** Directions **
In the material below, replace each "pavement" with "sidewalk" and reproduce every line otherwise unchanged.

** Task data **
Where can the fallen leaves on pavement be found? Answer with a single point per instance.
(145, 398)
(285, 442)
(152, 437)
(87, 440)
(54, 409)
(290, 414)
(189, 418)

** Output for this task **
Where can the fallen leaves on sidewalk be found? Answer with a single point per instance.
(145, 398)
(285, 442)
(152, 437)
(87, 440)
(54, 409)
(290, 414)
(189, 418)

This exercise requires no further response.